(What to produce) Carry over every line of the material below, from the line containing "Point to the dark" through the end of the material, requests included, and add 17 to each number in the coordinates.

[Location annotation dataset excerpts]
* * * *

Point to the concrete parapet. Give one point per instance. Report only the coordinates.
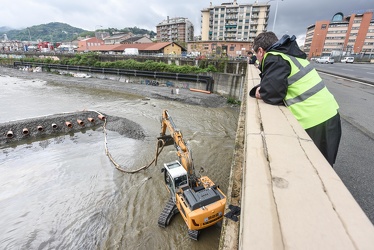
(291, 197)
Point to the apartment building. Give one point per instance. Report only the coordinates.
(234, 22)
(342, 35)
(178, 29)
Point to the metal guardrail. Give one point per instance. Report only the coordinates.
(208, 80)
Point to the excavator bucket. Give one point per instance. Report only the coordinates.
(166, 139)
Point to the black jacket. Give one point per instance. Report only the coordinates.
(275, 71)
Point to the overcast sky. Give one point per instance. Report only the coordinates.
(293, 16)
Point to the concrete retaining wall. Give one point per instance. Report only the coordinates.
(228, 85)
(291, 198)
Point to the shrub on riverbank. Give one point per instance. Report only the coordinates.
(93, 60)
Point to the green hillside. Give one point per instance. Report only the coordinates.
(62, 32)
(55, 32)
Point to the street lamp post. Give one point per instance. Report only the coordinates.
(276, 12)
(275, 16)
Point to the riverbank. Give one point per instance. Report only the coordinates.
(146, 91)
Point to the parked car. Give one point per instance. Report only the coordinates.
(325, 59)
(348, 60)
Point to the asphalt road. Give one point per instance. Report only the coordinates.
(356, 152)
(355, 71)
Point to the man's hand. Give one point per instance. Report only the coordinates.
(258, 96)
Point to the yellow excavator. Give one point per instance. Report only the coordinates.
(199, 201)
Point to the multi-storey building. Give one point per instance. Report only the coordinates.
(233, 21)
(177, 29)
(343, 35)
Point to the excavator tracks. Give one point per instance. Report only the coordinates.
(167, 213)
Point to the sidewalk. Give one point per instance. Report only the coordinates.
(291, 198)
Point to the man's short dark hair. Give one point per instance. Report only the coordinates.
(264, 40)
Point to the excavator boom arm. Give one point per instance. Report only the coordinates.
(183, 151)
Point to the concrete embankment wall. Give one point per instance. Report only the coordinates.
(228, 85)
(291, 198)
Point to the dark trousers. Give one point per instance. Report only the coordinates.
(327, 136)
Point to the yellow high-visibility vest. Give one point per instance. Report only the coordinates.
(307, 96)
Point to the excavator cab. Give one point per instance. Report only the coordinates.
(175, 177)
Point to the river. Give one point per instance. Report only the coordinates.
(64, 193)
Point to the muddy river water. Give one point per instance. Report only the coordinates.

* * * *

(Written response)
Point to the dark trousers. Give one point per instance. Report only the coordinates.
(344, 153)
Point to the yellow high-visibility vest. Give one point per instance. Report only the coordinates.
(324, 113)
Point to the excavator cab. Give one point per instance. Report only the coordinates.
(192, 194)
Point to the river. Give one point per instance. Report only the coordinates.
(81, 210)
Point to the muddy river water. Give one point per instance. Report only the coordinates.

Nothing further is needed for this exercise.